FRAGMENTO MOSTRADO ▸
Tenía doce años cuando leí por primera vez la novela Caballo de Troya de J. J. Benítez. Como a muchos, la historia me impactó y cautivó. Las aventuras de Jasón, así como los gozos y sufrimientos vividos en la Palestina del año 30, eran interesantes, pero más lo era escuchar y sentir las palabras de Jesús (¡de Dios!), a través de las páginas. Era tal el encanto que con todas tus fuerzas deseabas que aquello fuera verdad.
Falso. ¿Y qué?
Como ya quedó claro en un articulo anterior, Caballo de Troya no refleja un hecho real (El libro de Urantia, en el cual se basa, tampoco queda muy bien parado). ¿Qué implicaciones tiene esto para los más devotos, aquellos que, como yo en ese entonces, suspiran por su conexión con el padre celestial? Hay quien dice que lo importante es el mensaje espiritual que deja como legado. Quiero abordar esa cuestión con mayor detenimiento. ¿Está justificado mantener la devoción hacia la obra y sus palabras?
Buscar la verdad
Ser un «buscador de la verdad» es una de las máximas que con mayor frecuencia se repite en la obra. ¿Pero qué deberíamos entender con ella? ¿Qué significa «buscar la verdad»?
Sin hilar demasiado fino, el término «verdad» hace alusión, entre muchas otras cosas, a aquello que es verdadero. A lo real, a lo que existe. A lo que es. No tendría mucho sentido buscar algo que no está ahí.
Cuando recién leí la novela, lo que más me inquietaba era la verdad en todo aquello. ¿Existía? ¿Eran algo más que simples palabras? Pero esto no podría ser el invento de alguien, ¿o sí? Esas preguntas eran en sí mismas un deseo por conocer, por descubrir, la verdad.

[Datos de anotación de ubicación de objetos]
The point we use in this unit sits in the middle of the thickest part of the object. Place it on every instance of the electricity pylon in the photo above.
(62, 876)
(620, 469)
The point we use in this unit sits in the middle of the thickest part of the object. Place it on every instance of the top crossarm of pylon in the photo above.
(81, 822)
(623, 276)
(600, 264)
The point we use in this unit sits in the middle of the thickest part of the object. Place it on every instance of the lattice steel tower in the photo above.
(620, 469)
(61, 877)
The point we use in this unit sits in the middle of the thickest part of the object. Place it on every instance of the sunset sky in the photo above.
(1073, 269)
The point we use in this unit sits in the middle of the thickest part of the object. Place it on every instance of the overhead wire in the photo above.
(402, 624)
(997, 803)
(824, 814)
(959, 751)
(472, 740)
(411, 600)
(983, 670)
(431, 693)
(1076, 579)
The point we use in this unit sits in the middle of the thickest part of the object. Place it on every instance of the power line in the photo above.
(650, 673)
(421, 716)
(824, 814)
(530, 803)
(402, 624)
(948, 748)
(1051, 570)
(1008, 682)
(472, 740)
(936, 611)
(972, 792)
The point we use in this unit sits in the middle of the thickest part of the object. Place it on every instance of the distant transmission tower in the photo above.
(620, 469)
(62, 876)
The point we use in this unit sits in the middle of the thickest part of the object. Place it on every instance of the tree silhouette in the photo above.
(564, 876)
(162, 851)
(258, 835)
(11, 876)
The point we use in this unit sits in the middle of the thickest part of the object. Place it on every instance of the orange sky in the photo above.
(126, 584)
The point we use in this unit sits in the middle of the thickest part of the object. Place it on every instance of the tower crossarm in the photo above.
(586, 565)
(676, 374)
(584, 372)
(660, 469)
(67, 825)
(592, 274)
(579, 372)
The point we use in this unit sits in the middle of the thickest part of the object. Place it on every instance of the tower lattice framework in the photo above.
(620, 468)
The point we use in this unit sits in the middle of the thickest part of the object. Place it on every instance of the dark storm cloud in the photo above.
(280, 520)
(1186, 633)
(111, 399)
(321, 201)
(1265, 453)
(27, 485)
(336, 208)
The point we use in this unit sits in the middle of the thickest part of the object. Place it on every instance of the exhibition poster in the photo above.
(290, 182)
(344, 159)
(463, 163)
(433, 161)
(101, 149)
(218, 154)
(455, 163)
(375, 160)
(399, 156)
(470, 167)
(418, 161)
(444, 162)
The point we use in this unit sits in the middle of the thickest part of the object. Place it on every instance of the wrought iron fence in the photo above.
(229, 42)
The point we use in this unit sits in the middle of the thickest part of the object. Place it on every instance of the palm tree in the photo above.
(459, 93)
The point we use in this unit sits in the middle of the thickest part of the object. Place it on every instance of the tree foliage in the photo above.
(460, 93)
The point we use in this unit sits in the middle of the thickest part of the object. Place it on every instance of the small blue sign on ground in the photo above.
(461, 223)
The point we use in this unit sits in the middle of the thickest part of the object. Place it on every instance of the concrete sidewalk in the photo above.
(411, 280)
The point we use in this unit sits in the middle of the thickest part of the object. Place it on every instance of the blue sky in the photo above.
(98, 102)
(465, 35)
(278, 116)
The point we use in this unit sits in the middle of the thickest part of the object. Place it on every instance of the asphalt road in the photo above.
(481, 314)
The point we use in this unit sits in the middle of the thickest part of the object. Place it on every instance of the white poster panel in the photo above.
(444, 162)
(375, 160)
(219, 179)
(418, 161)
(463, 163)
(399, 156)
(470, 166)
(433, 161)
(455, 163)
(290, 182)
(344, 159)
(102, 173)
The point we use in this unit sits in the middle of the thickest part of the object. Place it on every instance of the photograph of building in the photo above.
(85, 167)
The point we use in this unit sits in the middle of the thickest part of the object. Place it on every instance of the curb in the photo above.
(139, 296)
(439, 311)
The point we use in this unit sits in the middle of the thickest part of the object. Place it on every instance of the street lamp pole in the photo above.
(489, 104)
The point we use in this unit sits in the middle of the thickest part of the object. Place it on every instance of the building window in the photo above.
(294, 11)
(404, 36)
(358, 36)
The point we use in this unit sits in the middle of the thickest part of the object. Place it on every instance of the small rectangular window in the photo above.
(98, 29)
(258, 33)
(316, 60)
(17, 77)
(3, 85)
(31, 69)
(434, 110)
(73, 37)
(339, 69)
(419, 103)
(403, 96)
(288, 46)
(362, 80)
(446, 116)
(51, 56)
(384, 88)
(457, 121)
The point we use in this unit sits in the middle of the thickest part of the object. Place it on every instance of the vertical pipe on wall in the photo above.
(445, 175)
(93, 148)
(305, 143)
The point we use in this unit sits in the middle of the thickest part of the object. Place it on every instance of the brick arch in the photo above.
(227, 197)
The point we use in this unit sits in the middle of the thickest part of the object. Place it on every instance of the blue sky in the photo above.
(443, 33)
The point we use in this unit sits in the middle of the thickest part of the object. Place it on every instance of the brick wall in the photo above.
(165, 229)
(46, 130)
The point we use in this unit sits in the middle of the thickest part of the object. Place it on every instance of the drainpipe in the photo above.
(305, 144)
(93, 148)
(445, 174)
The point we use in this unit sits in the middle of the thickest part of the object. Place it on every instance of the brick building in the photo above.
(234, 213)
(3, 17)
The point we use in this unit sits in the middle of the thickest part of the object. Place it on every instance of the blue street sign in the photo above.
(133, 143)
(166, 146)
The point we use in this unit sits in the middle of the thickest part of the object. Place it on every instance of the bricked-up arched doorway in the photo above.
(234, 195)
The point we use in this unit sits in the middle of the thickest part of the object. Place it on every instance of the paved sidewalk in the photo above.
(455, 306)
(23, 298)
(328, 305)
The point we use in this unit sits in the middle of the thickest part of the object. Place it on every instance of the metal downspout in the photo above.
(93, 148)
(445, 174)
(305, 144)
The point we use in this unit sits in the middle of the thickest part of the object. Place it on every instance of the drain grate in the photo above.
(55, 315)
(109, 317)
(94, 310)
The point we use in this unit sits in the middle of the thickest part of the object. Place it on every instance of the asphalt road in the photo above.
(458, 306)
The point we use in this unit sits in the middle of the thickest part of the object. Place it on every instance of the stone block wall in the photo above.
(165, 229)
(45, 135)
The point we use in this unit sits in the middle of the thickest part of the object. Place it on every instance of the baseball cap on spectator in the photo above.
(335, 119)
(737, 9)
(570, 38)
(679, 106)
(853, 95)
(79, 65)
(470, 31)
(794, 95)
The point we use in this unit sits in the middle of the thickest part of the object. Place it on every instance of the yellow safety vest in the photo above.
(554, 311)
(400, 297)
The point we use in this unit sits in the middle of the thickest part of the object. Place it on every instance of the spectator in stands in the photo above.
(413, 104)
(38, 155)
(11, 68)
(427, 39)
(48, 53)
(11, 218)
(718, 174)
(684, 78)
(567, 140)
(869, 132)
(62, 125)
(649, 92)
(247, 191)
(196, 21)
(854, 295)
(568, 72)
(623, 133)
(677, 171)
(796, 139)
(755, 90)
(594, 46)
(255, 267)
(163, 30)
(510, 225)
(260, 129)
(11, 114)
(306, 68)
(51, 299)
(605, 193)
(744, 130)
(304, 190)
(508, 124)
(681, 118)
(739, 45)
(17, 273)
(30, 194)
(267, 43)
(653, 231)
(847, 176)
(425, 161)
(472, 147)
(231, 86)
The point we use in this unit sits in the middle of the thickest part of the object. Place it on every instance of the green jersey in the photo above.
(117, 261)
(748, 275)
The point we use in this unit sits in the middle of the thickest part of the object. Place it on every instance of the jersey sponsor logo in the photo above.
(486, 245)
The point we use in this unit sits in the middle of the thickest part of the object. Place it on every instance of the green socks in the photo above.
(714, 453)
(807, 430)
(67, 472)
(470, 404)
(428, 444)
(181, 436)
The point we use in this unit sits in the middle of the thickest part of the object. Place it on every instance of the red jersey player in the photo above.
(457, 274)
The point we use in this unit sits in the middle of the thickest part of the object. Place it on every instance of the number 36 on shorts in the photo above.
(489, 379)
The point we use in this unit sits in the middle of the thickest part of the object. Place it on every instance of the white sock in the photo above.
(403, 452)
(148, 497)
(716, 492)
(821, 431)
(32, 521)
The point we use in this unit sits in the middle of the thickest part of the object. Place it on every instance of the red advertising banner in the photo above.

TAREA PLANTEADA 1 ▸ Reproduce literalmente el texto sobre Caballo de Troya desde "Cuando recién leí" hasta "descubrir, la verdad.", ambos incluidos.
TAREA PLANTEADA 2 ▸ Por favor, prosigue el texto sobre Caballo de Troya a partir de su última oración.

RESULTADO OBTENIDO 1 ▸
Cuando recién leí la novela, lo que más me inquietaba era la verdad en todo aquello. ¿Existía? ¿Eran algo más que simples palabras? Pero esto no podría ser el invento de alguien, ¿o sí? Esas preguntas eran en sí mismas un deseo por conocer, por descubrir, la verdad.

RESULTADO OBTENIDO 2 ▸
A este respecto, las palabras de Jesús que más me habían impactado eran las siguientes:
Durante muchas generaciones, la Tierra acogerá a mortales tímidos, temerosos y vacilantes […] que, al unir sus destinos al de las religiones de la autoridad, pondrán en peligro la sagrada soberanía de sus personalidades, renunciando al derecho a participar en la más apasionante y vivificante de todas las experiencias humanas: la búsqueda personal de la Verdad y todo lo que ello significa… […]
Los descubrimientos intelectuales, amigo mío, constituyen siempre una «aventura» y un riesgo. Pero sólo los audaces, los que obedecen a su propio «yo», están capacitados para enfrentarse a ello. Sólo esos, los auténticos «buscadores» de la Verdad, saben explorar con resolución y sin miedo las realidades de la experiencia religiosa personal. […]
Y estas victorias, único objetivo de la existencia humana, conducen a un fin: la búsqueda personal de Dios.
Buscar a Dios era buscar la verdad, lo cierto y verdadero. ¡Tenía sentido! Algo hizo clic en mi mente y todo se volvió una extraña mezcla de emociones. Por un lado, era el deseo irrefrenable de que todo aquello, todas esas promesas, fueran ciertas. Por otro, era la necesidad de saber si en efecto todo era así. ¿Y si no lo era?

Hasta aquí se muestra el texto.